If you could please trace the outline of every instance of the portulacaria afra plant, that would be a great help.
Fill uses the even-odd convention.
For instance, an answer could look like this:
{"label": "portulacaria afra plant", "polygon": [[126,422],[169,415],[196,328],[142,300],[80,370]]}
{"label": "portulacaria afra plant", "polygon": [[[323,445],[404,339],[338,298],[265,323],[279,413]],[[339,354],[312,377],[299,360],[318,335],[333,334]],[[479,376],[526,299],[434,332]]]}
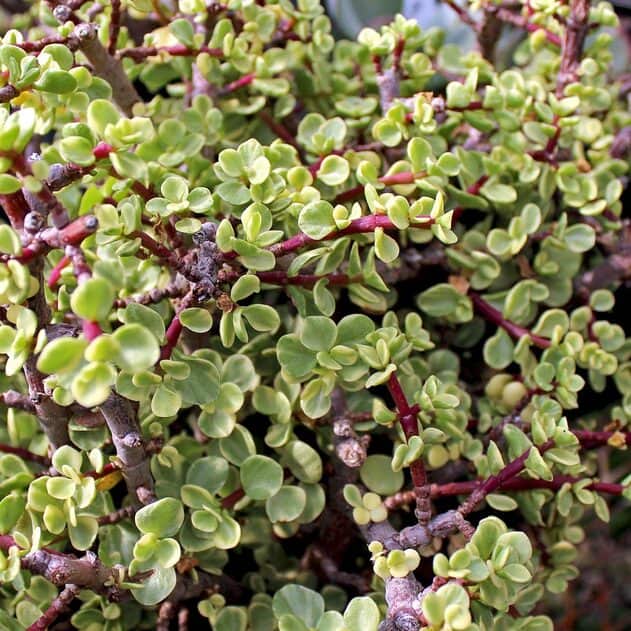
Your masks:
{"label": "portulacaria afra plant", "polygon": [[0,2],[2,629],[552,629],[631,497],[629,81],[606,2],[449,4]]}

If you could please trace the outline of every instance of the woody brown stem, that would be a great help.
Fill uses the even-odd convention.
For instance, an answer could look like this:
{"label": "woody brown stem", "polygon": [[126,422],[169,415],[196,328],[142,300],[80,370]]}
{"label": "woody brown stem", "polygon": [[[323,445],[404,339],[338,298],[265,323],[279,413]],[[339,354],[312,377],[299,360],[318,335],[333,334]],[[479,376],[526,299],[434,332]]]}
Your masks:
═══
▶ [Set exercise]
Rewrite all the rows above, changing "even-odd convention" to "nonzero winding convention" and leaving everything else unchanged. Omit the pictures.

▶ [Output of the task]
If you could please trace the outline of every instance of the portulacaria afra plant, that would be a great help.
Fill uses the nonzero winding convention.
For instance, an answer could look like this:
{"label": "portulacaria afra plant", "polygon": [[126,422],[169,415],[196,328],[142,300],[80,370]]}
{"label": "portulacaria afra plant", "polygon": [[[323,445],[404,339],[338,298],[265,323],[279,413]],[[339,354],[312,377],[299,360],[318,335],[333,334]],[[479,376],[526,299],[434,332]]]}
Your masks:
{"label": "portulacaria afra plant", "polygon": [[0,2],[2,629],[552,629],[631,497],[629,81],[606,2],[449,4]]}

If you could please trace the outline of every instance of the woody brown stem, that would be a great help.
Fill uses the nonzero winding convention.
For instance, an answer could look like this:
{"label": "woody brown stem", "polygon": [[126,422],[169,415],[196,328],[142,300],[80,370]]}
{"label": "woody brown stem", "polygon": [[[323,445],[404,339],[338,298],[265,323],[279,413]],[[339,354],[312,377],[299,360],[318,335],[333,334]],[[479,376],[526,299],[434,332]]]}
Your masks:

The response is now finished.